__Exercise description__. Starting from the line containing "If you would be willing to tag the distant", write out every remaining line exactly, the last one included.

===== Dataset =====

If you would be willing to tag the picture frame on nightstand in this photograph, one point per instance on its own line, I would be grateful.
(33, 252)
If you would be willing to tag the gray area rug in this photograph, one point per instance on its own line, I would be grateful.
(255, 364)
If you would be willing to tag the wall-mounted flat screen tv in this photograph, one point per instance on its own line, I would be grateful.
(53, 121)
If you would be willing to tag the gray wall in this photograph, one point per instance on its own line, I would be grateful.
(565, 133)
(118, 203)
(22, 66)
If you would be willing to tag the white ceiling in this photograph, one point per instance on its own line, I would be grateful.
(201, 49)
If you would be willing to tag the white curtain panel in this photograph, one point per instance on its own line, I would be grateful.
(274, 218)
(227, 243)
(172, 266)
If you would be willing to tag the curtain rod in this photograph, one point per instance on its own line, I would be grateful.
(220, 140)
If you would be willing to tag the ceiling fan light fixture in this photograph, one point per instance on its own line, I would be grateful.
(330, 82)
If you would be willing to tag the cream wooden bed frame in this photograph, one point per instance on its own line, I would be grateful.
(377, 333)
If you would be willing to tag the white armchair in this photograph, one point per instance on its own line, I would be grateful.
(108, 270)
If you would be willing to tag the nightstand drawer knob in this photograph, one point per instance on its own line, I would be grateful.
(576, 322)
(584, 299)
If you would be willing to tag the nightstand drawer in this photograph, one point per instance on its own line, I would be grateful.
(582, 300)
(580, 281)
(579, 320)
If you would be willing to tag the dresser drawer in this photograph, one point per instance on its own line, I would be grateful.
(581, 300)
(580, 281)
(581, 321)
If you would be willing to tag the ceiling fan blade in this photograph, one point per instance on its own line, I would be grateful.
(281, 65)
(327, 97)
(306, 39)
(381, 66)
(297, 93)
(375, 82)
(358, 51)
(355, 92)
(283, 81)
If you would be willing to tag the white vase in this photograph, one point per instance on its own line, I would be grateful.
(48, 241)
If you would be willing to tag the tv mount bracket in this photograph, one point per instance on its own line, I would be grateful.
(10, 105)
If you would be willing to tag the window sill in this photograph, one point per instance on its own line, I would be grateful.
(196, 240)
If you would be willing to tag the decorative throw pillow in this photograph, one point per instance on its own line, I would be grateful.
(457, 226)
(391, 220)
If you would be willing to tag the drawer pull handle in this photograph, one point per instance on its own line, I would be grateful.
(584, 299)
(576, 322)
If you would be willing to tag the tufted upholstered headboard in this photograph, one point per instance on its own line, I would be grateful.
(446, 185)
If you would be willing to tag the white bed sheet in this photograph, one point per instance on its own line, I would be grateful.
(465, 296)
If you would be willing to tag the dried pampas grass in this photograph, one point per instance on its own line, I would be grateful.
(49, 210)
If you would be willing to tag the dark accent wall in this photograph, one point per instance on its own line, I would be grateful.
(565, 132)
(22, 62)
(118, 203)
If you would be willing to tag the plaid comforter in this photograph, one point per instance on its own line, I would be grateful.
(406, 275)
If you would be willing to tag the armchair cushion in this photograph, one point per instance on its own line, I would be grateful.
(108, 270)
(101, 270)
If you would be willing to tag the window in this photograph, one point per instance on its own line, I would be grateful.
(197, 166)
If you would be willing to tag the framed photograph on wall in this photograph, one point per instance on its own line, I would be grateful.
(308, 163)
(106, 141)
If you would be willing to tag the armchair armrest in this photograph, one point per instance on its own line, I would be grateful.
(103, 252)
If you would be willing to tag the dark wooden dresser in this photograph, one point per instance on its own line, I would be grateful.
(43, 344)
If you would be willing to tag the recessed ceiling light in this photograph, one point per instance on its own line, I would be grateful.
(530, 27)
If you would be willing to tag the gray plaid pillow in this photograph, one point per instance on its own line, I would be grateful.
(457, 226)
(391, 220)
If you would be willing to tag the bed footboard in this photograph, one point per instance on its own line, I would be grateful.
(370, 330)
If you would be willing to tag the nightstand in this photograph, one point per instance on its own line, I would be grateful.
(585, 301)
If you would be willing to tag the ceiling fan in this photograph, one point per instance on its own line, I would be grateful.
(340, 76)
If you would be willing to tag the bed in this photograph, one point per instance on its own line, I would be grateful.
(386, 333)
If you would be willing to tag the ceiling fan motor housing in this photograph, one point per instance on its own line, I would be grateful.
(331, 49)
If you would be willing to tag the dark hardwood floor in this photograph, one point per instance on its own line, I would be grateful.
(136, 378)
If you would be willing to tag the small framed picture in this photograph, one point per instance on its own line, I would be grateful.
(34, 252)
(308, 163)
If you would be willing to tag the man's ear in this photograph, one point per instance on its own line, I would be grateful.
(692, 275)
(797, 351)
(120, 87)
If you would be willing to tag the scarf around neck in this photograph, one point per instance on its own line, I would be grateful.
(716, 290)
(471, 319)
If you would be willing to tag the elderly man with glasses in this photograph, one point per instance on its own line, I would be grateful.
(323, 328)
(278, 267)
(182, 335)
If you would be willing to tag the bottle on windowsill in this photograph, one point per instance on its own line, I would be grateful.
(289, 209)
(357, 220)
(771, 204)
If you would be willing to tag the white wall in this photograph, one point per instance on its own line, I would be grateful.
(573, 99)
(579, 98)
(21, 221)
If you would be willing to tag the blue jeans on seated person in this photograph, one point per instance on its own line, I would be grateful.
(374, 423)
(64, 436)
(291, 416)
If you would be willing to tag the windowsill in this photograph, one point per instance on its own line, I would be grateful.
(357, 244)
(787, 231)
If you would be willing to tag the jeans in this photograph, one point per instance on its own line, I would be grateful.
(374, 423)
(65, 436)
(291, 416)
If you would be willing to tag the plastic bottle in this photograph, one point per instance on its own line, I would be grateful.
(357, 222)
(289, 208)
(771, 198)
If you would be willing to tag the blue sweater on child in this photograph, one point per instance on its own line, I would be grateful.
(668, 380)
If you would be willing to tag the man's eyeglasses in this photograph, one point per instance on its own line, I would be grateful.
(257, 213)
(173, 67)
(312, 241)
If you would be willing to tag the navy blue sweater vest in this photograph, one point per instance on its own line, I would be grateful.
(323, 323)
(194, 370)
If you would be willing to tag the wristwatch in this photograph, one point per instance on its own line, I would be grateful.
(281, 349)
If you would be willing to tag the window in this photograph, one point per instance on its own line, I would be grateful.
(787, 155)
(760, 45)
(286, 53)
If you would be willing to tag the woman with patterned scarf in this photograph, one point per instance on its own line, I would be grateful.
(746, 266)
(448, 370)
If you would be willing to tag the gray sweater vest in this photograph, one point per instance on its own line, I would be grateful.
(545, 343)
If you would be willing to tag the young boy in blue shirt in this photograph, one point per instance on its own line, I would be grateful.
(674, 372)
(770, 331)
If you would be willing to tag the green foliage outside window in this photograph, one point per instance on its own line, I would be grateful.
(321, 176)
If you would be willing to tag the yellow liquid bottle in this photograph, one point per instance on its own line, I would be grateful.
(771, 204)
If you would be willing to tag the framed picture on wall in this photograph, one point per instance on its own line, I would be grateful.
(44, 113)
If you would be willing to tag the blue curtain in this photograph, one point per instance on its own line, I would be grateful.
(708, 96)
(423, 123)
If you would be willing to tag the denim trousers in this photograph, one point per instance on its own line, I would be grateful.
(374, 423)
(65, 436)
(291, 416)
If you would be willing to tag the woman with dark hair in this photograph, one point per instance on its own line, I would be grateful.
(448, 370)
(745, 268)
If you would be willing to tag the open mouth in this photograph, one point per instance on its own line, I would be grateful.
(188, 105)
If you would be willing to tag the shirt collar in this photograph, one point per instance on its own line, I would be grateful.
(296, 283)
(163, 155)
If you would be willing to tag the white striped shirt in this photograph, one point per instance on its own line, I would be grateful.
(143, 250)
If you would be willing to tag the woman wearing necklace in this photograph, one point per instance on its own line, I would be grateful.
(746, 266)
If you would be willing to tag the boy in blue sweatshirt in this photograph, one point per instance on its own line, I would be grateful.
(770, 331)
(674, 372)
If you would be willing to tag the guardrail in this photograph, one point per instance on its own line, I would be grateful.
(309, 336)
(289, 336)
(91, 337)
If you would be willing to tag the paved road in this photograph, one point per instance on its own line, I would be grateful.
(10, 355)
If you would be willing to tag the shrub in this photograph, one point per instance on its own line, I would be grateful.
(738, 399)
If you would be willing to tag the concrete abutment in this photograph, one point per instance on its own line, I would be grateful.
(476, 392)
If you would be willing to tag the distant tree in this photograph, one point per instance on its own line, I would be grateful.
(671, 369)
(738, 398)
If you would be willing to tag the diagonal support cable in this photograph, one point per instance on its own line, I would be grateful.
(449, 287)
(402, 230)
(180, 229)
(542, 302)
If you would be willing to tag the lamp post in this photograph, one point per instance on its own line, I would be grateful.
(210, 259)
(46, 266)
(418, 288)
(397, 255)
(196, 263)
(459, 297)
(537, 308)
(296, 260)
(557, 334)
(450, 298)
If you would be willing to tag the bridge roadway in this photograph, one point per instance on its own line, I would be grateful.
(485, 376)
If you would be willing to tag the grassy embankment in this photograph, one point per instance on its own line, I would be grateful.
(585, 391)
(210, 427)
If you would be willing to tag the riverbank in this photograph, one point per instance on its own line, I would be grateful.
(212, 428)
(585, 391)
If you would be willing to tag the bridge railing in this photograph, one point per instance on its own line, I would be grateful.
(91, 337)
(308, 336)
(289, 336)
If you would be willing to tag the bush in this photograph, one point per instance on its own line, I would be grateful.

=====

__Full response__.
If you would be willing to tag the distant tree in this photograph, one point per instance on its own line, I would be grateful.
(671, 369)
(738, 398)
If you would be willing to tag the diagonal support cable in this photograph, one point per instance on its own line, I would be grateful.
(449, 287)
(402, 230)
(180, 229)
(542, 302)
If you would be willing to tag the lamp post in this photograph, one point per instance on its own line, I would be grateful.
(210, 259)
(46, 266)
(418, 288)
(397, 255)
(196, 263)
(459, 297)
(537, 308)
(296, 260)
(557, 334)
(450, 298)
If you would be willing to tag the bridge roadway in this photograph, one point per instance on its own line, I would be grateful.
(485, 376)
If you would be willing to tag the grassy embankment in this photograph, one point per instance on its own line, I would be grateful.
(585, 391)
(210, 427)
If you would be willing to tag the riverbank in this photograph, one point per instance on its own line, I would be grateful.
(212, 428)
(585, 391)
If you would be willing to tag the bridge railing in this photograph, one point per instance on its own line, I would be grateful.
(91, 337)
(308, 336)
(289, 336)
If you would be willing to tag the bush in this photograph, one point per instance on its own line, I would be grateful.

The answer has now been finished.